Restate each of the lines below word for word and drop every picture.

** Raw data **

╭──

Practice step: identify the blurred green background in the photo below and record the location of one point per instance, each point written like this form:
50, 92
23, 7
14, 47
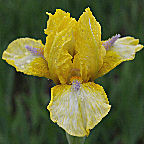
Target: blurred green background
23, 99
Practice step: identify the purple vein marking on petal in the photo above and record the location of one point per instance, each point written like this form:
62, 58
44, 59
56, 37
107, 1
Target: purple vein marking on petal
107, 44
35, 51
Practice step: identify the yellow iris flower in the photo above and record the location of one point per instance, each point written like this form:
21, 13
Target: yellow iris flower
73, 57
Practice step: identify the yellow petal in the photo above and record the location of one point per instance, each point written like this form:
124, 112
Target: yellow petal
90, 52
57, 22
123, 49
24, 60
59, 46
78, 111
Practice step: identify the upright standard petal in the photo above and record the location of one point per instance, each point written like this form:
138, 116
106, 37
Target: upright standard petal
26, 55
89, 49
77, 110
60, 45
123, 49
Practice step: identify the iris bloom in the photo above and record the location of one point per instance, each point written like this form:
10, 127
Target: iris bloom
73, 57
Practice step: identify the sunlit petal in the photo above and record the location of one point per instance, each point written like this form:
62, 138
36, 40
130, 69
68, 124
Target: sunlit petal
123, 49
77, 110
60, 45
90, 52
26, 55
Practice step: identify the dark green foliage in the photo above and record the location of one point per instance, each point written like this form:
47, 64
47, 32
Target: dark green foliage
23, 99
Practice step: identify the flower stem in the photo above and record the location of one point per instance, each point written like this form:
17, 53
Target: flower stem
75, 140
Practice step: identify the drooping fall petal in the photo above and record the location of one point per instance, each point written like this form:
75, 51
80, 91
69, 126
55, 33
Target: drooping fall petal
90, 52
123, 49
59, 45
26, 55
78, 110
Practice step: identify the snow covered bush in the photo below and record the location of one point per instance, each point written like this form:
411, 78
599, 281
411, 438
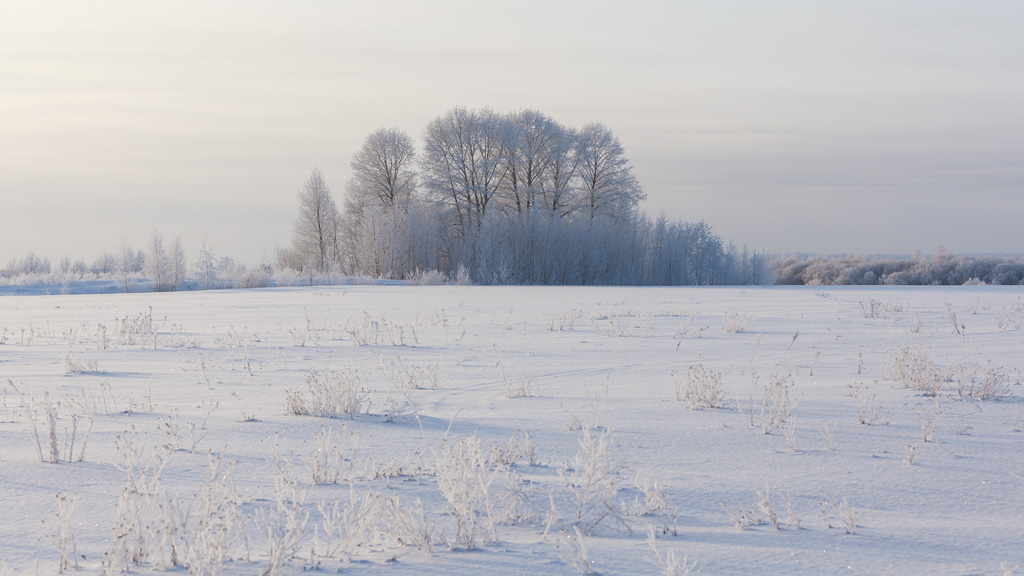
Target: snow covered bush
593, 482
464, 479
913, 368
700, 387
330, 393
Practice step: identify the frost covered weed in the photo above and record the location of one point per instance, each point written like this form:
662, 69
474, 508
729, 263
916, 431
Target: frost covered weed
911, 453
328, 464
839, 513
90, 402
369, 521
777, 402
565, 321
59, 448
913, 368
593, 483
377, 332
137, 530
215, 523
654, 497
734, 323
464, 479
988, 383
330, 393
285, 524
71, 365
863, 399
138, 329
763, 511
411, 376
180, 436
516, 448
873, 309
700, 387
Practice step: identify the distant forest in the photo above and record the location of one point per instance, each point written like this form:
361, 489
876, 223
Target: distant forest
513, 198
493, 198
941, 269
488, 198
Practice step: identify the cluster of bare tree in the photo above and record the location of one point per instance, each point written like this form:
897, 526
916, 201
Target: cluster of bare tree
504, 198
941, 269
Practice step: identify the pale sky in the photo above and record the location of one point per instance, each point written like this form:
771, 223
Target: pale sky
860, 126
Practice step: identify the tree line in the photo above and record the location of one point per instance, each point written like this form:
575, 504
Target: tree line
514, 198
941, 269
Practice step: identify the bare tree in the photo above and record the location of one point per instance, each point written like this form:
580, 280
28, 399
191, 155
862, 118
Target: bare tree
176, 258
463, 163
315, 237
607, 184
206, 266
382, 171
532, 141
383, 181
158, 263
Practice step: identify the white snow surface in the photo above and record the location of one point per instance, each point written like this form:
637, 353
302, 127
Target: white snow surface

╰──

** The answer **
Practice step: identify the blurred green background in the photo below and record the location of one point per instance, each point written like this form:
50, 92
23, 7
14, 47
Target: blurred green background
23, 99
Practice step: identify the purple vein marking on petal in the photo above and record the location of one point per instance, each point written like this form:
62, 58
44, 59
56, 37
107, 1
Target: purple vein marking on petal
107, 44
35, 51
Practice step: identify the yellow iris flower in the photo above and record the location of one point per instance, each point written like this form:
21, 13
Target: yellow iris flower
73, 57
Practice step: identify the yellow petal in the photo above and record the location of one point per instance, each point written like this form:
124, 112
Target: yellow petal
90, 52
57, 22
123, 49
24, 60
59, 46
78, 111
Practice step: identify the upright standard petal in the photo above and record the location of one point per instance, each point written like this form:
138, 116
106, 37
Target: upright standard petal
26, 55
89, 49
77, 110
60, 45
123, 49
Practice step: identify the iris bloom in the photo above and record the location of one point per instance, each point written like this form:
10, 127
Target: iris bloom
73, 57
Practice step: identify the sunlit petal in the photo above and record the location of one point per instance, each point written like this form:
62, 138
36, 40
130, 69
68, 124
Target: sunlit petal
123, 49
77, 110
60, 45
90, 52
26, 55
Practice step: identify the dark green foliage in the photo above and record the location of one point per instance, each point written like this form:
47, 64
47, 32
Target: dark green foliage
23, 99
Practice step: identify the flower stem in the photo above and record the location of one point per instance, each point written like this form:
17, 53
Target: flower stem
75, 140
Practice step: identify the drooping fall petal in the photo above and record the location of one point per instance, each point written like this form:
75, 51
80, 91
69, 126
55, 33
Target: drooping fall petal
90, 52
123, 49
59, 45
26, 55
78, 110
Practice step: identify the snow covered bush in the photo below and record the location of one point per instance, each point written like this form:
411, 78
599, 281
411, 438
Target: snow covered bush
593, 482
464, 479
913, 368
700, 387
330, 393
Practice step: identify the frost covered weed in the photo above and record the location of one point per instance, each point written like this form:
662, 69
474, 508
729, 263
916, 431
Target: frost covered weed
911, 453
328, 464
839, 513
90, 402
369, 521
777, 402
565, 321
59, 448
913, 368
593, 483
377, 332
137, 530
215, 523
654, 497
734, 323
464, 479
988, 383
330, 393
285, 524
71, 365
863, 399
138, 329
763, 511
411, 376
180, 436
516, 448
873, 309
700, 387
Practice step: identify the distant forest in the photo above and record the location of one point per instance, each point written like this form:
361, 489
876, 223
Target: distant forest
513, 198
493, 198
941, 269
488, 198
Practice step: identify the cluster of bare tree in the photo above and record the location of one point per instance, each point written like this form:
897, 526
916, 201
Target: cluster of bare tree
504, 198
941, 269
Practice step: identify the pale sky in the photo above and record the location of one point per instance, each point written like this form:
771, 223
Target: pale sky
860, 126
Practice step: identify the tree line in the photo above and record the location of one point per instance, each point written like this form:
575, 504
Target: tree line
514, 198
941, 269
Practice step: identify the bare tree in the photo above and record the location of one point per instance, each point written like this form:
580, 280
28, 399
191, 155
862, 118
Target: bare tree
176, 258
463, 163
315, 237
607, 184
206, 266
382, 171
532, 141
383, 181
158, 263
Practice step: identify the white snow surface in the photo above and record the location of one point per instance, each point written like this form:
637, 353
302, 127
Target: white snow surface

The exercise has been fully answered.